[START Supplied records]

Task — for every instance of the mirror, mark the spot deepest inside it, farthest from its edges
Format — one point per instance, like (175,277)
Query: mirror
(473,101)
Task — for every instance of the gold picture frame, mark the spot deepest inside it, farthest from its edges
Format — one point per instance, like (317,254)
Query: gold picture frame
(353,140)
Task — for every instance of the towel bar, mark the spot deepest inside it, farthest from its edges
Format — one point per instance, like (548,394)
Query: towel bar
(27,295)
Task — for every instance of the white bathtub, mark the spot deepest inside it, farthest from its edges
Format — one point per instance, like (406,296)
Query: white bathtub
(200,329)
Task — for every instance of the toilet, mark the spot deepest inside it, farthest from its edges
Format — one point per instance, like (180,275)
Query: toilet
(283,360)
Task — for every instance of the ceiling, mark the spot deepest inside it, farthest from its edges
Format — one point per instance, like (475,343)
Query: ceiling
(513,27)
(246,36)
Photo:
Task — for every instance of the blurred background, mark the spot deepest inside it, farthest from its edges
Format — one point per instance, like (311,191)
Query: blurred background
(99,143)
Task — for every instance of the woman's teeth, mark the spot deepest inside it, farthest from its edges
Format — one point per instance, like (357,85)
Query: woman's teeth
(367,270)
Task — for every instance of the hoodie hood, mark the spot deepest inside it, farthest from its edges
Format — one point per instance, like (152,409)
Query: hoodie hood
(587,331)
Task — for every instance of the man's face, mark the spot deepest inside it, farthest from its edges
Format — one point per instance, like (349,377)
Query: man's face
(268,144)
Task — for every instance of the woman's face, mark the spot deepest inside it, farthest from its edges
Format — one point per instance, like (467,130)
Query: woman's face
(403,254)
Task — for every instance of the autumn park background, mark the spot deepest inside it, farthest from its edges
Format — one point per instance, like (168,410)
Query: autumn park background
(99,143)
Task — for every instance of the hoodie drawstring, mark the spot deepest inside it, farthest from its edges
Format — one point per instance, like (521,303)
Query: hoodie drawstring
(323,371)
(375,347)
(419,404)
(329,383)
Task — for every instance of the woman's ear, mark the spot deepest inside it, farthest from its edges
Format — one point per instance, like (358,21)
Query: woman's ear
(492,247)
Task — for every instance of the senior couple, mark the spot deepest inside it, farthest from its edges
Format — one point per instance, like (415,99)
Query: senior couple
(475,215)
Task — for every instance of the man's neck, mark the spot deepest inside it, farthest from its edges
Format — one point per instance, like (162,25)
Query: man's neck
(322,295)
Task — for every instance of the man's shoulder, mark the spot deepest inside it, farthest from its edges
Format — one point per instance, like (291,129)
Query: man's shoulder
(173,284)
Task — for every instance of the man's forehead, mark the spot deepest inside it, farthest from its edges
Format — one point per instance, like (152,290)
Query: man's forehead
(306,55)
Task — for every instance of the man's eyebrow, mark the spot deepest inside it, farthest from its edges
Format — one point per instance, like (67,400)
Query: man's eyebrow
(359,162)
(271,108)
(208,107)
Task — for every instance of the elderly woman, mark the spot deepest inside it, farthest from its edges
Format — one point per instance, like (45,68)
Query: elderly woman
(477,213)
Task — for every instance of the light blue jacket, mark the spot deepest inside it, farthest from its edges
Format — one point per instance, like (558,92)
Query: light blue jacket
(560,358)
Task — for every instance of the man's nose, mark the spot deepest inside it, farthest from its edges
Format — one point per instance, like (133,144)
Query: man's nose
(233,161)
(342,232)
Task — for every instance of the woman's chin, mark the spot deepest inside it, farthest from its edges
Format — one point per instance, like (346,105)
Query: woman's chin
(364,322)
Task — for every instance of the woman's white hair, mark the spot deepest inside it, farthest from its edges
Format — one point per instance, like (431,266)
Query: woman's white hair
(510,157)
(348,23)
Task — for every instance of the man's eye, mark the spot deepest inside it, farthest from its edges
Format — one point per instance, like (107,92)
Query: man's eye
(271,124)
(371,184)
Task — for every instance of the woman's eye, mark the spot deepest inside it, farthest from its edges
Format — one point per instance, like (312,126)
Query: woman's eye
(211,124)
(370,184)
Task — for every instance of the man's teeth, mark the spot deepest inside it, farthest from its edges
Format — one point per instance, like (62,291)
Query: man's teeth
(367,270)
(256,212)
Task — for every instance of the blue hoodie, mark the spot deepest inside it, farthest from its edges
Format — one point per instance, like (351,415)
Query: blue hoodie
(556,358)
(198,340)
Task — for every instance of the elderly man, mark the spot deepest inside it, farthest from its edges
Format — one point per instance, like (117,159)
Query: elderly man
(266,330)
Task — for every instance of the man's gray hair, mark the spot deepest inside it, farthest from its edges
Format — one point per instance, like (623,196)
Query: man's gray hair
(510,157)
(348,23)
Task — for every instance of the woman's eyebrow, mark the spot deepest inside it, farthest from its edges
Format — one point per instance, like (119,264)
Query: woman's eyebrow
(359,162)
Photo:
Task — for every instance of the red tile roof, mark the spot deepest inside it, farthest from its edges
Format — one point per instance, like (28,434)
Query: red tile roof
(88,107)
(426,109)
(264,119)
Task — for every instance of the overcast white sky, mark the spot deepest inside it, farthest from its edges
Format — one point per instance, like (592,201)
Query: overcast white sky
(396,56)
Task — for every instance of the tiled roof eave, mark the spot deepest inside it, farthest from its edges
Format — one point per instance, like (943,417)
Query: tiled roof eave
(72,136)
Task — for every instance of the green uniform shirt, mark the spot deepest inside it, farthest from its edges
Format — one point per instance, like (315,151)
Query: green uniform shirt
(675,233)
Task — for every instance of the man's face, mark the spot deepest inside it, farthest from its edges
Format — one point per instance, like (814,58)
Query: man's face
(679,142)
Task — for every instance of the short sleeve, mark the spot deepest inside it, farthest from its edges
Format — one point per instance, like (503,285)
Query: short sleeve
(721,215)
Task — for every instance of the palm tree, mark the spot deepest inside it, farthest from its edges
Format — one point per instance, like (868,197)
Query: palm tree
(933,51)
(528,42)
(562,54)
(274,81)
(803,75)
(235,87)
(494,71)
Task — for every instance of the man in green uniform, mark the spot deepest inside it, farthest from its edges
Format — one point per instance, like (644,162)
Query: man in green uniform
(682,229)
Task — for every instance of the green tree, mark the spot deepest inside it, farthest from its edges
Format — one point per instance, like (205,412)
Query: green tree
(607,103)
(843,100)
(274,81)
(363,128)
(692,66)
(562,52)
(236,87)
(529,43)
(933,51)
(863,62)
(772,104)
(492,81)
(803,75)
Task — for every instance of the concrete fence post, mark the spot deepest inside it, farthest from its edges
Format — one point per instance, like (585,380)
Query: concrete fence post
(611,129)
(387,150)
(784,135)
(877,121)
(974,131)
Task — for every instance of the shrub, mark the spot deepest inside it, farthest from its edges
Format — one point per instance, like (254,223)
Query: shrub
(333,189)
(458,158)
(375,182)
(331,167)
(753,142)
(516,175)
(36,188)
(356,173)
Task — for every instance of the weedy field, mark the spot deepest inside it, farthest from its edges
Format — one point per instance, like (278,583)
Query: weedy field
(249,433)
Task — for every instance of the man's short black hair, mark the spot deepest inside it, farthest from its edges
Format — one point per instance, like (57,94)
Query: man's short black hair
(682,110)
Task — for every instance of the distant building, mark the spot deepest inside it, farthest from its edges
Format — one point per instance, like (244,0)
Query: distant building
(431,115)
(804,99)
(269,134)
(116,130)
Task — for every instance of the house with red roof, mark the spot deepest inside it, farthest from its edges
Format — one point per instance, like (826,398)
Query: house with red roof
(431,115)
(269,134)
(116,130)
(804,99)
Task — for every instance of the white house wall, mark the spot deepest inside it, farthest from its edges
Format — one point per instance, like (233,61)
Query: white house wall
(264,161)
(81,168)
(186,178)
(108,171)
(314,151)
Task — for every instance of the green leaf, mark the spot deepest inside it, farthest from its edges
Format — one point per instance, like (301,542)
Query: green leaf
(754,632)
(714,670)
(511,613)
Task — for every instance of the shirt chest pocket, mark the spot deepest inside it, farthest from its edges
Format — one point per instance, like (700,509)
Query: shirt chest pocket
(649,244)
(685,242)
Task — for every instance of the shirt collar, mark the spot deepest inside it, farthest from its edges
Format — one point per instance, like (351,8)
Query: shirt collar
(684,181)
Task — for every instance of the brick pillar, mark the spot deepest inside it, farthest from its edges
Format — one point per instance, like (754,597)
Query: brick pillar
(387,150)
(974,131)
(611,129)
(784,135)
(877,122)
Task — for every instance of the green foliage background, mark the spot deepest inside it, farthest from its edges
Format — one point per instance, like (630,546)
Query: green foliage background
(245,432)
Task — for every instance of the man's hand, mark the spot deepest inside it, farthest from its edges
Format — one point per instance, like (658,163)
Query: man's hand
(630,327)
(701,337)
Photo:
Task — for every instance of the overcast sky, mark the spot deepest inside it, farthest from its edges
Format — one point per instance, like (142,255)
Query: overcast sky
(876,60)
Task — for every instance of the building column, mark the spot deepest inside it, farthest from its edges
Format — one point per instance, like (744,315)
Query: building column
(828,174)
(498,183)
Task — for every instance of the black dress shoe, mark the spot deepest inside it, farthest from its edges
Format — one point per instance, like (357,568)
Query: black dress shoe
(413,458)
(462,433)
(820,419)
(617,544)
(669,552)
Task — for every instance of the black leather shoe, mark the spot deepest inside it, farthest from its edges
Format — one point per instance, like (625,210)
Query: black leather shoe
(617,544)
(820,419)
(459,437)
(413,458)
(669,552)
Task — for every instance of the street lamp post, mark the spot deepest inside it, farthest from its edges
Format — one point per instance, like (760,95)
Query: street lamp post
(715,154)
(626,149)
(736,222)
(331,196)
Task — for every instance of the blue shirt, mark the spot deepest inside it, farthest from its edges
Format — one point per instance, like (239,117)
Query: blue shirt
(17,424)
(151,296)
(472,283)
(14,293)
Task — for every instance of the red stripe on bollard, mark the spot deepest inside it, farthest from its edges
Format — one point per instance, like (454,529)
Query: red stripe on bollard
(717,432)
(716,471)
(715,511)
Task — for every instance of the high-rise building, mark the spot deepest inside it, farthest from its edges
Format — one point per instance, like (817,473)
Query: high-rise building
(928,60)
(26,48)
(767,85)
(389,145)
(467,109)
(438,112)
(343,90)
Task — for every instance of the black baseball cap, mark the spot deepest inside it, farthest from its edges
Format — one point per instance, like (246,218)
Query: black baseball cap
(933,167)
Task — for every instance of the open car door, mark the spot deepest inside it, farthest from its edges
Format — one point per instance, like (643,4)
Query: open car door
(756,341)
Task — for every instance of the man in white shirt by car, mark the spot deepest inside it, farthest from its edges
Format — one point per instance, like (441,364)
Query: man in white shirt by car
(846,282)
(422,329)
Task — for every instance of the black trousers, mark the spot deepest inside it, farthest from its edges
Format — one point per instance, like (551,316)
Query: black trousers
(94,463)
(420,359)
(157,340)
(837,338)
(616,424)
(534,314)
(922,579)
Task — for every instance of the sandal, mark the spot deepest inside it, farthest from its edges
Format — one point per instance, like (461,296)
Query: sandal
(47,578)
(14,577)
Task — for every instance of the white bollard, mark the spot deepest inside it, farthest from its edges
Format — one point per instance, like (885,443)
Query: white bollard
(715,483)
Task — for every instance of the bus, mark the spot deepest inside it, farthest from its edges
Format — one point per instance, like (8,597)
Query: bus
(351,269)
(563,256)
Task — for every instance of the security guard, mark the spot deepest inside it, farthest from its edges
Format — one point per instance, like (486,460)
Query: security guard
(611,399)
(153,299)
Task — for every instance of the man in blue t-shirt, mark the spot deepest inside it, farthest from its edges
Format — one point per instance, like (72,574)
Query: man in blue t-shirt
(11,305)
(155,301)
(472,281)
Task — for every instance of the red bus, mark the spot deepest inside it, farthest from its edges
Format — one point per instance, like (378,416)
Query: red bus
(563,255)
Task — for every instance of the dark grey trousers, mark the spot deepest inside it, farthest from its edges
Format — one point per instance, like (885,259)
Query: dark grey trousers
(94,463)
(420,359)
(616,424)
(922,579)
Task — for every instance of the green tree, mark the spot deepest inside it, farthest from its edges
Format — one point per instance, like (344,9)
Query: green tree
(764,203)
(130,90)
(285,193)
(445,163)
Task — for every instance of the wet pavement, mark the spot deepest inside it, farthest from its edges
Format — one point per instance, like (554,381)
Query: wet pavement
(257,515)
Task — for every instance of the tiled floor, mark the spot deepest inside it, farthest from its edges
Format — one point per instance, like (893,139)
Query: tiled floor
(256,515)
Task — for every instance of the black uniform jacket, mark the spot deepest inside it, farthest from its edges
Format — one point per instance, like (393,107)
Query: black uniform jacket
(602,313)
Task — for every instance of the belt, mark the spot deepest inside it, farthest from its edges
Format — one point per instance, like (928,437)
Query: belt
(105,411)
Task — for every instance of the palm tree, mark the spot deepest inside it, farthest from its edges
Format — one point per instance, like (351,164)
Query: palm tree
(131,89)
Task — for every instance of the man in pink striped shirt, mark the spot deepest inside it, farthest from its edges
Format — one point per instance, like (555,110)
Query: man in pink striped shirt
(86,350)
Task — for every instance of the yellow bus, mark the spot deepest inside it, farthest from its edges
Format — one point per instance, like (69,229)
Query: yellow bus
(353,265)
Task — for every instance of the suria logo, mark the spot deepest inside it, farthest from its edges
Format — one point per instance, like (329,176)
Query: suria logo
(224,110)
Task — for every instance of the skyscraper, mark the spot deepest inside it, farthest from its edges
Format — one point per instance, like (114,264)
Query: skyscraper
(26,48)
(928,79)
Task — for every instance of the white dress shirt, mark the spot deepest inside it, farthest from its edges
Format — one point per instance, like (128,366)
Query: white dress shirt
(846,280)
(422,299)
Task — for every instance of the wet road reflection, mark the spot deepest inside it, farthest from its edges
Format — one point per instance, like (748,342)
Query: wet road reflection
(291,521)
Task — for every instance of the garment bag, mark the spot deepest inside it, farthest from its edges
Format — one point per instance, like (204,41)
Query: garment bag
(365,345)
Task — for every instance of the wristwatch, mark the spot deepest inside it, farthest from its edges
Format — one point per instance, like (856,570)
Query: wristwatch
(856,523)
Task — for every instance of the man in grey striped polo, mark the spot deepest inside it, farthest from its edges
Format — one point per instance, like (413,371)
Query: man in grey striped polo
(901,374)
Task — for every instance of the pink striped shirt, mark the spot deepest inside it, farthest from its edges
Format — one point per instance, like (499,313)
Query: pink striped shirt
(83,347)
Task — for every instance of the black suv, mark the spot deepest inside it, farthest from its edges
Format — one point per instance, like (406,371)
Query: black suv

[END Supplied records]

» **Given exercise**: Copy exactly the line containing "Task — for every instance of the wristwatch, mark" and every line after it, ending with the last line of the records above.

» **The reply**:
Task — for every instance of the wristwatch, mark the spot deepest inside it, farthest from its edges
Format — one point per instance, like (856,570)
Query: wristwatch
(856,523)
Task — for every instance of the man in grey striped polo, mark the spot deepest inside it, farthest from its edges
Format — one point per instance, like (413,371)
Query: man in grey striped polo
(901,374)
Task — for every instance of the pink striped shirt, mark the spot deepest inside it, farthest from its edges
Format — one point per instance, like (499,313)
Query: pink striped shirt
(83,347)
Task — for every instance of the black suv, mark the spot deepest inside it, farthest from its edges
Format — one point per instance, like (406,371)
Query: black suv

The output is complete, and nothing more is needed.